**INSTRUCTION**
Please count the lines in the data below that contain the word "flower". Reply with the number alone.

**EXCERPTED DATA**

==*==

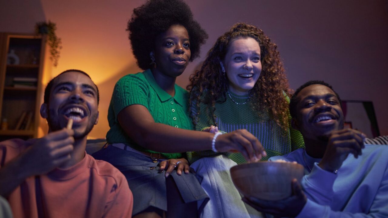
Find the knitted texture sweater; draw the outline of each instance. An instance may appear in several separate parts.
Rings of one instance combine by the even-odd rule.
[[[109,144],[125,143],[140,151],[159,153],[147,150],[135,143],[127,135],[117,120],[117,114],[124,108],[133,104],[147,108],[156,123],[177,128],[193,130],[189,116],[188,93],[175,85],[175,95],[172,97],[162,89],[151,71],[125,76],[118,81],[113,90],[108,110],[110,129],[106,134]],[[161,153],[168,158],[178,158],[182,154]]]
[[[210,107],[203,103],[200,104],[200,112],[196,130],[200,130],[211,125],[217,126],[219,130],[226,132],[246,129],[257,137],[265,149],[267,156],[262,159],[263,160],[303,147],[303,137],[299,131],[289,129],[285,131],[267,113],[259,114],[253,111],[249,102],[251,99],[248,95],[239,95],[230,91],[229,93],[230,97],[227,94],[225,102],[216,102],[215,113],[217,125],[213,121]],[[192,111],[193,115],[196,114],[194,107],[192,107]],[[193,162],[202,157],[217,154],[208,150],[188,152],[187,157],[189,161]],[[230,154],[229,157],[237,163],[246,162],[239,153]]]

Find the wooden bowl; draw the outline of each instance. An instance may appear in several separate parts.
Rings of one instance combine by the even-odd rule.
[[[291,162],[250,163],[230,168],[233,183],[244,196],[268,201],[291,196],[293,179],[300,182],[304,174],[303,166]]]

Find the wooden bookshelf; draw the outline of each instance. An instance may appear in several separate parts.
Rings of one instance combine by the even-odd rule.
[[[42,123],[39,109],[43,103],[42,81],[47,77],[45,74],[50,73],[45,69],[48,47],[44,36],[0,33],[0,123],[6,119],[8,126],[7,130],[0,130],[0,141],[38,136]],[[9,60],[9,56],[12,58]],[[16,129],[26,111],[31,115],[24,121],[28,125]]]
[[[31,136],[32,137],[34,136],[34,133],[33,130],[0,130],[0,135]]]

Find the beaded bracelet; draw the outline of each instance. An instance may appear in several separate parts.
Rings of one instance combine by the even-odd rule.
[[[218,152],[218,151],[216,149],[216,139],[217,138],[218,136],[222,134],[222,133],[218,132],[214,134],[214,136],[213,137],[213,140],[211,141],[211,150],[216,153]]]

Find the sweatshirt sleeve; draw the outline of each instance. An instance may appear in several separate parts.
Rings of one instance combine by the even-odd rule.
[[[311,172],[303,177],[301,183],[308,198],[320,204],[329,205],[336,178],[336,174],[322,169],[315,163]]]
[[[111,197],[105,206],[103,217],[131,217],[133,206],[133,196],[129,189],[125,177],[118,170],[114,176],[116,183],[113,185]]]
[[[321,170],[323,170],[320,169]],[[314,169],[313,169],[313,170]],[[312,173],[313,172],[312,171]],[[331,173],[327,172],[328,173]],[[333,173],[331,173],[334,174]],[[311,175],[311,174],[310,174]],[[335,174],[334,174],[335,175]],[[328,197],[331,194],[329,193],[324,193],[325,188],[317,189],[315,187],[315,190],[314,190],[312,185],[317,185],[317,180],[320,178],[321,179],[320,185],[322,185],[322,183],[325,183],[325,181],[327,181],[326,179],[322,179],[324,178],[322,176],[319,177],[312,176],[312,178],[304,178],[303,180],[303,184],[304,186],[307,186],[309,189],[308,192],[315,192],[315,195],[319,195],[317,196],[312,197],[311,194],[305,192],[308,196],[308,199],[307,202],[305,205],[302,211],[300,212],[297,218],[315,218],[322,217],[324,218],[383,218],[388,217],[388,170],[386,168],[385,171],[383,176],[381,182],[379,187],[378,190],[375,196],[372,205],[371,206],[369,212],[367,214],[356,213],[352,213],[347,212],[336,211],[331,210],[330,207],[324,205],[325,202],[327,202],[329,199]],[[305,176],[306,177],[307,176]],[[329,184],[326,184],[323,185],[326,186],[326,190],[333,192],[332,189],[328,188]],[[331,192],[332,193],[332,192]],[[320,200],[319,197],[323,198],[323,200]],[[362,199],[360,199],[362,201]],[[314,202],[315,201],[315,202]]]
[[[116,116],[130,105],[140,104],[148,109],[149,87],[146,79],[141,76],[141,73],[127,75],[116,83],[111,100]]]

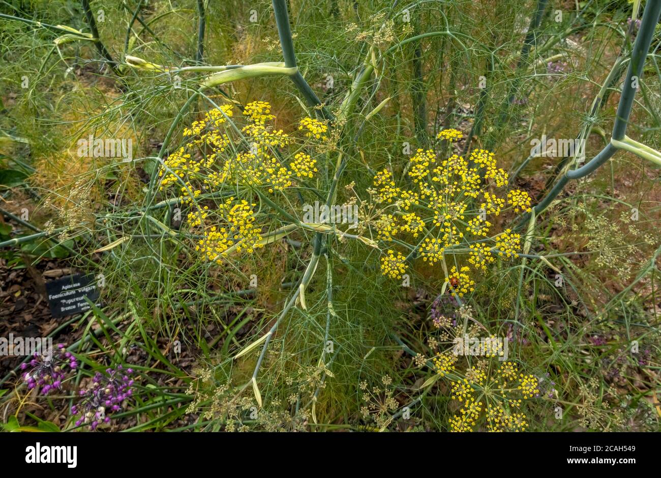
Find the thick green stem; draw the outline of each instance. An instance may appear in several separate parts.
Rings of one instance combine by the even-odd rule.
[[[204,54],[204,28],[206,25],[206,19],[204,15],[204,0],[198,0],[198,13],[200,15],[198,24],[198,51],[195,55],[195,61],[202,62]]]

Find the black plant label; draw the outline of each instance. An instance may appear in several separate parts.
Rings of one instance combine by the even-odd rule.
[[[85,312],[90,308],[89,299],[97,306],[100,306],[100,295],[97,280],[91,275],[73,274],[67,275],[46,285],[48,295],[50,313],[54,317],[63,317]]]

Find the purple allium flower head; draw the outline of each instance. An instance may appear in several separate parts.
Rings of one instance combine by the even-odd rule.
[[[73,370],[77,365],[75,358],[66,352],[64,344],[58,344],[57,350],[48,356],[40,356],[35,352],[32,360],[22,364],[20,369],[26,370],[30,367],[30,371],[23,374],[23,380],[28,389],[38,389],[40,393],[46,395],[61,389],[67,369]]]
[[[132,369],[124,370],[122,365],[106,369],[107,375],[97,372],[92,379],[92,387],[80,391],[80,401],[71,407],[71,414],[80,414],[76,426],[89,426],[96,430],[100,424],[110,423],[110,413],[122,410],[122,404],[133,395],[134,381]]]

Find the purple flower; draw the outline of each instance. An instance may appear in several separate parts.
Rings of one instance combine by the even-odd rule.
[[[72,415],[81,416],[75,422],[76,426],[87,425],[93,430],[101,422],[110,423],[109,414],[122,411],[122,402],[133,395],[133,369],[124,370],[120,365],[115,369],[106,369],[106,373],[95,373],[92,386],[80,391],[81,399],[71,410]]]
[[[39,393],[44,395],[54,390],[59,390],[62,387],[62,381],[67,372],[77,366],[75,358],[64,348],[63,344],[58,344],[54,354],[40,356],[36,352],[27,363],[20,365],[21,370],[30,371],[23,374],[23,380],[28,385],[28,389],[39,389]]]

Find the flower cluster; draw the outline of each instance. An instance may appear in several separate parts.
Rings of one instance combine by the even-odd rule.
[[[218,209],[225,227],[212,226],[205,231],[204,237],[200,240],[196,250],[201,252],[208,260],[220,263],[220,256],[231,248],[237,252],[245,250],[253,252],[262,247],[260,242],[262,236],[254,224],[253,208],[255,205],[249,204],[245,199],[235,202],[233,197],[225,201]]]
[[[303,118],[299,122],[298,128],[303,130],[307,138],[315,138],[324,141],[328,139],[326,136],[326,133],[329,130],[328,125],[320,120]]]
[[[266,101],[245,106],[241,138],[235,139],[234,132],[239,130],[233,124],[227,128],[233,121],[234,107],[224,105],[212,109],[186,128],[185,144],[166,158],[159,171],[161,190],[176,185],[179,203],[190,207],[186,223],[202,236],[196,250],[204,260],[218,263],[231,252],[253,252],[263,245],[262,237],[256,221],[256,203],[231,197],[214,208],[210,207],[210,194],[228,187],[237,193],[241,188],[263,187],[273,194],[297,187],[318,172],[317,160],[299,147],[286,160],[286,148],[295,139],[273,127],[276,117]],[[326,140],[329,124],[304,118],[298,128],[307,144],[310,139]]]
[[[34,352],[29,362],[20,365],[21,370],[31,367],[22,375],[28,389],[36,388],[40,393],[47,395],[54,390],[61,389],[67,372],[75,370],[78,367],[75,358],[65,350],[63,344],[58,344],[57,349],[54,354],[46,356]]]
[[[461,404],[461,408],[448,420],[450,430],[472,432],[484,412],[487,431],[525,431],[527,418],[520,411],[522,402],[516,396],[520,394],[525,399],[539,392],[537,379],[534,375],[518,373],[515,363],[505,361],[496,369],[490,369],[488,373],[473,367],[465,378],[451,382],[452,399]]]
[[[392,279],[401,279],[402,274],[406,271],[405,259],[399,251],[395,253],[389,250],[388,255],[381,258],[381,272]]]
[[[439,140],[446,140],[447,141],[459,141],[463,137],[463,134],[459,130],[453,128],[442,130],[438,132],[436,138]]]
[[[76,426],[85,425],[93,430],[101,423],[110,423],[110,415],[121,411],[124,402],[133,395],[133,369],[125,371],[120,365],[106,369],[106,373],[95,373],[92,386],[79,393],[80,401],[71,406],[71,414],[80,415]]]
[[[450,142],[461,137],[461,132],[453,128],[438,135]],[[379,239],[408,244],[424,262],[440,263],[446,282],[459,296],[474,291],[471,269],[486,271],[495,262],[494,252],[500,257],[518,256],[520,236],[508,229],[490,236],[493,224],[488,216],[498,216],[506,205],[514,213],[529,212],[531,199],[520,189],[509,191],[506,197],[497,194],[496,190],[508,185],[509,175],[497,166],[492,152],[477,149],[467,159],[453,154],[444,160],[434,150],[418,149],[405,171],[408,187],[398,187],[392,171],[385,168],[376,173],[373,187],[368,189],[374,211],[369,224]],[[386,250],[389,256],[394,248]],[[462,263],[461,258],[467,252],[467,263]],[[447,256],[454,263],[451,268]],[[391,273],[391,268],[381,271],[399,277]]]

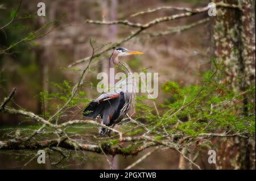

==*==

**RESULT**
3